Tras la reciente masacre de niños en su propia escuela en los Estados Unidos, las respuestas de quienes se oponen a restringir la compra y tenencia de armas de fuego fueron las habituales. El Senador Ted Cruz, por ejemplo, advirtió contra los intentos de “politizar” el hecho con el fin de “restringir los derechos constitucionales de ciudadanos respetuosos de la ley”. Hay un aspecto atendible en esa invocación: esas tragedias no deberían servir para inflamar pasiones con fines proselitistas. Como hiciera, por ejemplo, el propio Ted Cruz cuando, tras un atentado terrorista en Orlando, emitió un pronunciamiento titulado “La negativa de la Administración (Obama) de confrontar al terrorismo radical islámico hace a América menos segura”. Por lo demás, el propósito habitual de esas invocaciones a no “politizar” esas masacres suele ser evitar el debate público sobre un problema de seguridad ciudadana justo cuando este apremia.

Debate en el que los partidarios del acceso irrestricto a las armas de fuego han mostrado una franca orfandad intelectual. Tras un tiroteo masivo en Las Vegas, por ejemplo, Donald Trump alegó que “el problema en nuestro país son las enfermedades mentales, no las armas”. Lo cual estigmatiza de manera injustificada a las personas con problemas mentales diagnosticados, asumiendo de antemano que son más proclives a cometer crímenes violentos. Como concluye una revisión de las investigaciones sobre el tema publicada en la revista de la Asociación Mundial de Psiquiatría: “los desórdenes mentales no son ni condición necesaria ni condición suficiente para la violencia. Los principales determinantes de la violencia siguen siendo factores socio-demográficos y económicos”. Además, la tasa de homicidios en los Estados Unidos es entre cuatro y cinco veces mayor que en Gran Bretaña o Francia, pese a que ese país no tiene ni por asomo una incidencia de problemas mentales entre cuatro y cinco veces mayor (como proporción de la población), que en Gran Bretaña o Francia.

Objetivo del ejercicio:
Responde estas preguntas sobre el texto acerca de las armas de fuego:
1. ¿Contra qué advirtió el senador Ted Cruz tras la masacre en la escuela?
2. ¿Qué alegó Donald Trump tras el tiroteo masivo en Las Vegas?
3. ¿Cuántas veces mayor es la tasa de homicidios en los Estados Unidos que en Gran Bretaña o Francia?

Material extraído:
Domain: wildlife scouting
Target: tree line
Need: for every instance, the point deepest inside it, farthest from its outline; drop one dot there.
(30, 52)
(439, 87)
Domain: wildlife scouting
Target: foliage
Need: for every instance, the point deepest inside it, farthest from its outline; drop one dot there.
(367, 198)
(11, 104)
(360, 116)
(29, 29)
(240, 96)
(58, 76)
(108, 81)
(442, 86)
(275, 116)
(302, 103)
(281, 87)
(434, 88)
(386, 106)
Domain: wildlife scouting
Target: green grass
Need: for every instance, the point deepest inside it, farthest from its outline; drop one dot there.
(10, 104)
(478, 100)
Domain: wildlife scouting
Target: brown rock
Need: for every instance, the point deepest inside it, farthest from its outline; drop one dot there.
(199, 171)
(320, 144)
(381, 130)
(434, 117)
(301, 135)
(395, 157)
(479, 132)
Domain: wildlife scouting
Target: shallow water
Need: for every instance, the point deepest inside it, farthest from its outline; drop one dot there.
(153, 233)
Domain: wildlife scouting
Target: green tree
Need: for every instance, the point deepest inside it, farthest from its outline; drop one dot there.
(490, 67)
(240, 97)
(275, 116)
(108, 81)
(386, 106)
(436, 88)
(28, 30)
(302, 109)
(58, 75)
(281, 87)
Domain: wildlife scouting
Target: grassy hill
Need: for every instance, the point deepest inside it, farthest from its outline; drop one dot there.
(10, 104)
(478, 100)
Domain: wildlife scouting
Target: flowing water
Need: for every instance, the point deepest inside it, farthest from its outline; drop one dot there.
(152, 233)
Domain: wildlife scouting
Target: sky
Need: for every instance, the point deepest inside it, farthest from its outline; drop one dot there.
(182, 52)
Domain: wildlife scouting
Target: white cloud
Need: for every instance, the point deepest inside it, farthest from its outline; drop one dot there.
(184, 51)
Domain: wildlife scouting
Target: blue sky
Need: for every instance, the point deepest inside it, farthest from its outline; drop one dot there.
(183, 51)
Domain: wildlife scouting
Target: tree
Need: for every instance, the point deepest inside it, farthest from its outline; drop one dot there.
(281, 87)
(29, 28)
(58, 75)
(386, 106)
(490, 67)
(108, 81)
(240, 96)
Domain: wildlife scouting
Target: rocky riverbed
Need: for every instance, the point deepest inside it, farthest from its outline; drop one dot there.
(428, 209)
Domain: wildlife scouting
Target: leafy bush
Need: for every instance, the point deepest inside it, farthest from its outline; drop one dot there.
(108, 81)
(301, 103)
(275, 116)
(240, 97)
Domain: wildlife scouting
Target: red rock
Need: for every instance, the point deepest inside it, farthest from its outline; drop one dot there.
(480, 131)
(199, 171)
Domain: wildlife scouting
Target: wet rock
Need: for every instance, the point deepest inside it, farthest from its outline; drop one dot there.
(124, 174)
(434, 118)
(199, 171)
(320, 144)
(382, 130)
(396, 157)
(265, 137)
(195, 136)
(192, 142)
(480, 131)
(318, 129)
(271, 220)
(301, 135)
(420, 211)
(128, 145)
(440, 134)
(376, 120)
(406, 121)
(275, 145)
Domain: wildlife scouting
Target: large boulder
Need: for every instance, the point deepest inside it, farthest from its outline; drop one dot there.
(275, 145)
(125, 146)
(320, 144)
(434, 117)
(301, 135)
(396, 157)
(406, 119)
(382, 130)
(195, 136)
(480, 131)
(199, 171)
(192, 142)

Tarea resuelta:
1. Contra los intentos de "politizar" el hecho con el fin de "restringir los derechos constitucionales de ciudadanos respetuosos de la ley".
2. Que "el problema en nuestro país son las enfermedades mentales, no las armas".
3. Entre cuatro y cinco veces mayor.